YOUR GOAL → What is needed here is an exact copy of all the data.

[Natural-language object grounding data]
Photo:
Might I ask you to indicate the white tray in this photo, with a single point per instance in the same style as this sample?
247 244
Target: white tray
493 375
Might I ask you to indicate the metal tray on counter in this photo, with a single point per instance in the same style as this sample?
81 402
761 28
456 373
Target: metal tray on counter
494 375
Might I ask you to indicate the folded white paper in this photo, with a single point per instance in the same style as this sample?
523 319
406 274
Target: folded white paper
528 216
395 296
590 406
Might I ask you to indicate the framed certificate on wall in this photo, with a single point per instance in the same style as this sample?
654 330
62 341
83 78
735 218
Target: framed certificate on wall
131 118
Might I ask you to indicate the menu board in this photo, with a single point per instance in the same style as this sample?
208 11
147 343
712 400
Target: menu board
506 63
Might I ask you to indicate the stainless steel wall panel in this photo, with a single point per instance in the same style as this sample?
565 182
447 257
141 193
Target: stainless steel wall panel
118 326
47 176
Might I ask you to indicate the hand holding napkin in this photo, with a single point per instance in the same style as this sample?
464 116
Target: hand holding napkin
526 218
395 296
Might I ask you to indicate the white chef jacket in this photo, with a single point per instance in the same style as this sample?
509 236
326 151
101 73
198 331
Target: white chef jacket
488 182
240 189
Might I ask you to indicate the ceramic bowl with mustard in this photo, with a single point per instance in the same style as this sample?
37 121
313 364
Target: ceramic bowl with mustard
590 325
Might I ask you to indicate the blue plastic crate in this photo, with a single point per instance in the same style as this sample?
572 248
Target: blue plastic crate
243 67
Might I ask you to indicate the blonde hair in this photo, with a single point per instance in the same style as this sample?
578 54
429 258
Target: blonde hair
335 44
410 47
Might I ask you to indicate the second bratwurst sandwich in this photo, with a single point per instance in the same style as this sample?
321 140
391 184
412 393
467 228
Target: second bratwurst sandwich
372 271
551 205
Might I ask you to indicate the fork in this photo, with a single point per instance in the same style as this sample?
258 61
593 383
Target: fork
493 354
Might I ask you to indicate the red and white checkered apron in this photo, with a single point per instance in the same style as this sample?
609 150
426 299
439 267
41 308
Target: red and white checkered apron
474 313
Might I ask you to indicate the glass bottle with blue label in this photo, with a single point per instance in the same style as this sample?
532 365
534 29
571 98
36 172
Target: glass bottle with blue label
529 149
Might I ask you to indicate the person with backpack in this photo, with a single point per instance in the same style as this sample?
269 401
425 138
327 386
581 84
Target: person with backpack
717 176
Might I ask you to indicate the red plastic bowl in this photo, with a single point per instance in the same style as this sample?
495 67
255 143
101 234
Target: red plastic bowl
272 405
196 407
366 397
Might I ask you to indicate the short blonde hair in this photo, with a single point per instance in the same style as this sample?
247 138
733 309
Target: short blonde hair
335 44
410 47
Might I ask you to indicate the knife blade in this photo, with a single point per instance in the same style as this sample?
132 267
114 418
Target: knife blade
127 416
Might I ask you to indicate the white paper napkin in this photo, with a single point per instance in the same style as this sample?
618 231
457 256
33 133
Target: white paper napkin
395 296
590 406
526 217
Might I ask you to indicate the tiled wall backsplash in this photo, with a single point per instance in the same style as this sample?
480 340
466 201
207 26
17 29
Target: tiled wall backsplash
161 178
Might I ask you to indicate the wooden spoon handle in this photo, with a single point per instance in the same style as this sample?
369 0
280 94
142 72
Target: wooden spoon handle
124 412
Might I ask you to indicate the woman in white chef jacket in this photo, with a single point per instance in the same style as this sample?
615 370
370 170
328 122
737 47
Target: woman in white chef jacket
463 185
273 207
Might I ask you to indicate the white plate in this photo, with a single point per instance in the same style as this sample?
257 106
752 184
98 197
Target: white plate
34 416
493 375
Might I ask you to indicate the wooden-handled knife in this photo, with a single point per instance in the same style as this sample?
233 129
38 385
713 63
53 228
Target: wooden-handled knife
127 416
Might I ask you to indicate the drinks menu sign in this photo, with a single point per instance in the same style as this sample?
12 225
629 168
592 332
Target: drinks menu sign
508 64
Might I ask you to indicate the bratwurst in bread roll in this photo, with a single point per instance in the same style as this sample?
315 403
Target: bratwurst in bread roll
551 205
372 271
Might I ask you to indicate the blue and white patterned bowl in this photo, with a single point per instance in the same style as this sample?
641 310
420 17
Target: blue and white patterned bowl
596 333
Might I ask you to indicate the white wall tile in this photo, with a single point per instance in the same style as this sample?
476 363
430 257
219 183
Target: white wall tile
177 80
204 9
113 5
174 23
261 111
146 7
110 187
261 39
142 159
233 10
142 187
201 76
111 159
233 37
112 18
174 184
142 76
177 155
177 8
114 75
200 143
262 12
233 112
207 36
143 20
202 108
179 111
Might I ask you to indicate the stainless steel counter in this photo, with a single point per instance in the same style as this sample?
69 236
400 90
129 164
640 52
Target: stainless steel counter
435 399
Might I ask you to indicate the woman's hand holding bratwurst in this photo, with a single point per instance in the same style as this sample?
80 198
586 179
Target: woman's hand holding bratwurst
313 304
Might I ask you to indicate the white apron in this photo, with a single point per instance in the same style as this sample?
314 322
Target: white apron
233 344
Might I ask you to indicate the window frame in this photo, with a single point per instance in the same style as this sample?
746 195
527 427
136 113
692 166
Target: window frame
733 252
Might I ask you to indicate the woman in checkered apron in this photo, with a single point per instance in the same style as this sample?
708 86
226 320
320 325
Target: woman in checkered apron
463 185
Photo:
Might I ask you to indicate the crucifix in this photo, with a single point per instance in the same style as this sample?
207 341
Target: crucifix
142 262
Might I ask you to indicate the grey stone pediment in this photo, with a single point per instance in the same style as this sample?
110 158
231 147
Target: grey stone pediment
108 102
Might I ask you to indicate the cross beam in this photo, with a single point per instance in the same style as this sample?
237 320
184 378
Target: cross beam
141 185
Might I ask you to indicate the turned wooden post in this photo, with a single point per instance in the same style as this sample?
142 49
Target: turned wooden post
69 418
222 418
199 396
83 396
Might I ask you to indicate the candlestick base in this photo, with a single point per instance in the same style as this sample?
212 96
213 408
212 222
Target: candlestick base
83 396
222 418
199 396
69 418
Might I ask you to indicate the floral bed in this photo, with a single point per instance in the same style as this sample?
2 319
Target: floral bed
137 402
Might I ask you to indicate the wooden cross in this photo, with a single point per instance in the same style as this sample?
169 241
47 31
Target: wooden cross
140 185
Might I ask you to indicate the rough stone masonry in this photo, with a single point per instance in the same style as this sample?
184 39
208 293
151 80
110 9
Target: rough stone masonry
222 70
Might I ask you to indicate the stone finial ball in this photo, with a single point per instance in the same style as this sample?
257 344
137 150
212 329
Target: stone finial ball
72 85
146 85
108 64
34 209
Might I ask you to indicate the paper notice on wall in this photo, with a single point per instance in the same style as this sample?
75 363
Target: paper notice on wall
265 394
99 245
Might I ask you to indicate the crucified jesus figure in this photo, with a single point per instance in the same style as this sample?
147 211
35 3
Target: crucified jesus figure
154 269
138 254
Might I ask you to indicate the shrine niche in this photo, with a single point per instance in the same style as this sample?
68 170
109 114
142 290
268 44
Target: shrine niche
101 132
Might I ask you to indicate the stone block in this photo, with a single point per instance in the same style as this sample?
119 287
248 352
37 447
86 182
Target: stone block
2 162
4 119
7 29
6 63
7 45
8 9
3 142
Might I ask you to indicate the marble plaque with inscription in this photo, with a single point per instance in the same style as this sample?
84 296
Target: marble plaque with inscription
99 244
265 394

FINISHED EXERCISE →
Photo:
Might I ask you to indicate the white tray in this photo, with a single point per instance in the same style as this sample?
247 244
Target: white tray
493 375
Might I ask you to indicate the metal tray on counter in this photo, with a single point per instance in the same style as this sample?
81 402
761 28
456 373
Target: metal tray on counter
494 375
Might I ask you to indicate the folded white paper in this photo, with a single point per instance in the same style as this sample?
523 319
406 274
Target: folded white paper
528 216
395 296
590 406
Might I ask you to indicate the framed certificate on wall in this photo, with a single point per instance in the same style as this sample?
654 330
62 341
83 78
735 218
Target: framed certificate on wall
131 118
Might I ask you to indicate the menu board in this photo, with a single point per instance in the same style as this sample?
208 11
147 343
712 400
Target: menu board
506 63
Might I ask you to indicate the stainless steel wall panel in this photo, with a single point per instance in the same style as this sample?
565 182
447 257
141 193
Target: stainless steel wall panel
118 326
47 176
Might I ask you to indicate the hand holding napkin in this photo, with a single point per instance in the same style as this sample?
464 116
Target: hand holding napkin
526 218
395 296
Might I ask you to indicate the white chef jacket in this photo, with a single point per instance in the same style as this sample?
509 236
326 151
101 73
198 331
Target: white chef jacket
488 182
240 189
Might I ask you to indicate the ceramic bowl with mustard in this photo, with a single point per instance in the same style as this sample?
37 121
313 364
Target: ceramic bowl with mustard
590 325
Might I ask you to indicate the blue plastic crate in this photo, with a single point per instance in the same style as this sample?
572 248
Target: blue plastic crate
243 67
Might I ask you to indicate the blonde hair in this photo, with a single point per instance in the same style as this sample?
578 54
429 258
Target: blonde hair
335 44
410 47
Might I ask you to indicate the second bratwurst sandwich in this photo, with a single point per instance in the same style as this sample?
321 140
391 184
412 393
467 228
Target: second bratwurst sandwich
372 271
551 205
Might I ask you to indicate the fork in this photo, with a single point per instance in the same style as this sample?
258 61
593 383
Target: fork
493 354
Might I ask you to indicate the red and white checkered apron in this photo, with a single point per instance in the same style as this sample?
609 150
426 299
439 267
41 308
Target: red and white checkered apron
474 313
Might I ask you to indicate the glass bottle with blue label in this photo, with a single point per instance in the same style as this sample?
532 365
534 29
571 98
36 172
Target: glass bottle with blue label
529 149
Might I ask you to indicate the person with backpack in this photo, with a single point per instance in the same style as this sample?
269 401
425 138
327 386
581 84
Target: person with backpack
717 176
Might I ask you to indicate the red plastic bowl in this photo, with a single point per instance in the same style as this sample?
495 67
255 143
101 234
Target: red plastic bowl
272 405
196 407
366 397
Might I ask you to indicate the short blonde hair in this photo, with a single point per instance in the same style as this sample?
247 138
733 309
Target: short blonde hair
335 44
410 47
Might I ask you to indicate the knife blade in this photo, with a single point per instance in the same style as this sample?
132 267
114 418
Target: knife blade
127 416
Might I ask you to indicate the white paper napkin in this photo, with a single point per instance in the same style as this sample?
618 231
457 256
33 133
Target: white paper napkin
395 296
590 406
526 217
Might I ask you to indicate the tiled wall backsplash in this photo, with a single point per instance in the same style as this sample?
480 340
466 201
207 26
17 29
Target: tiled wall backsplash
161 178
Might I ask you to indicate the wooden spoon handle in this photo, with a single point per instance in the same style as this sample?
369 0
280 94
142 72
Target: wooden spoon handle
124 412
Might I ask you to indicate the woman in white chef jacket in this photo, with a single point per instance in the same style as this sample?
615 370
370 170
328 122
737 47
Target: woman in white chef jacket
463 185
273 207
Might I ask you to indicate the white plate in this photo, with a single point per instance in the same style as this sample?
257 106
752 184
98 197
Target: white plate
34 416
493 375
Might I ask you to indicate the wooden-handled knife in this photo, with a single point per instance in the same style as this sample?
233 129
38 385
713 63
53 228
Target: wooden-handled knife
127 416
Might I ask you to indicate the drinks menu sign in this photo, with a single point per instance in the same style as this sample?
12 225
629 168
592 332
Target: drinks menu sign
508 64
Might I ask you to indicate the bratwurst in bread roll in this photo, with a single point per instance in the same style as this sample?
315 403
Target: bratwurst in bread roll
551 205
372 271
Might I ask you to indicate the blue and white patterned bowl in this photo, with a single point per instance in the same style as this sample?
641 310
420 17
Target: blue and white patterned bowl
596 333
Might I ask you to indicate the white wall tile in this photo, with a single point per instance in the same style as this sample?
476 363
430 257
219 183
Target: white wall tile
177 80
204 9
113 5
174 23
261 111
146 7
110 187
261 39
142 159
233 10
142 187
201 76
111 159
233 37
112 18
174 184
142 76
177 155
177 8
114 75
200 143
262 12
233 112
207 36
143 20
202 108
179 111
Might I ask you to indicate the stainless steel counter in this photo, with a single point per instance in the same style as this sample?
69 236
400 90
129 164
640 52
Target: stainless steel counter
435 399
Might I ask you to indicate the woman's hand holding bratwurst in this photo, with a single point per instance in the same style as this sample?
80 198
586 179
Target: woman's hand holding bratwurst
313 304
Might I ask you to indicate the white apron in this photo, with a single point per instance in the same style as this sample?
314 322
Target: white apron
233 344
Might I ask you to indicate the window frame in this photo, with a single point per instance in the same style as this sample?
746 195
527 427
136 113
692 166
Target: window frame
733 252
Might I ask you to indicate the woman in checkered apron in this photo, with a single point per instance in the same style as this sample?
708 86
226 320
320 325
Target: woman in checkered apron
463 185
Photo:
Might I ask you to indicate the crucifix in this photo, with a single point per instance in the same style as this sample?
207 341
Target: crucifix
142 262
Might I ask you to indicate the grey stone pediment in this photo, with a single point per instance in the same style as this sample?
110 158
231 147
Target: grey stone pediment
108 102
Might I ask you to indicate the cross beam in this photo, with a single point per instance in the same style as this sample?
237 320
184 378
Target: cross beam
141 185
Might I ask you to indicate the turned wooden post in this photo, with a single point per instance in the same style as this sample?
142 49
Target: turned wooden post
69 418
222 418
199 396
83 396
Might I ask you to indicate the candlestick base in this photo, with a single point per instance in the same style as this sample?
212 96
213 408
212 222
Target: candlestick base
83 396
222 418
199 396
69 418
Might I ask you to indicate the floral bed in this photo, with a single point per instance in the same style as this sample?
2 319
Target: floral bed
137 402
Might I ask you to indicate the wooden cross in this photo, with a single point per instance in the same style as this sample?
169 241
47 31
Target: wooden cross
140 185
Might I ask you to indicate the rough stone masonry in this photo, with a single point per instance in the same style as this sample?
184 39
208 293
151 80
110 9
Target: rough stone masonry
222 70
Might I ask you to indicate the stone finial ball in this photo, with a single point per instance in the same style as this sample?
257 344
137 150
212 329
Target: stone finial ball
72 85
146 85
108 64
34 209
Might I ask you to indicate the paper notice on wall in this photo, with a single point per instance in the same style as this sample?
75 363
Target: paper notice on wall
265 394
99 245
Might I ask you to indicate the crucified jesus figure in this photo, with a single point per instance in the same style as this sample?
147 211
35 3
Target: crucified jesus figure
154 269
138 254
Might I ask you to indicate the shrine niche in this photo, with a single point per instance in the same style as this sample?
68 170
109 114
142 290
268 44
Target: shrine niche
101 132
Might I ask you to indicate the stone block in this photo, with a single point per instance in the same style as this sample?
119 287
248 352
37 447
86 182
Target: stone block
2 162
4 119
7 29
6 63
7 45
8 9
3 142
Might I ask you to indicate the marble plaque with inscription in this photo, with a single point per instance in the same style as this sample?
84 296
Target: marble plaque with inscription
99 244
265 394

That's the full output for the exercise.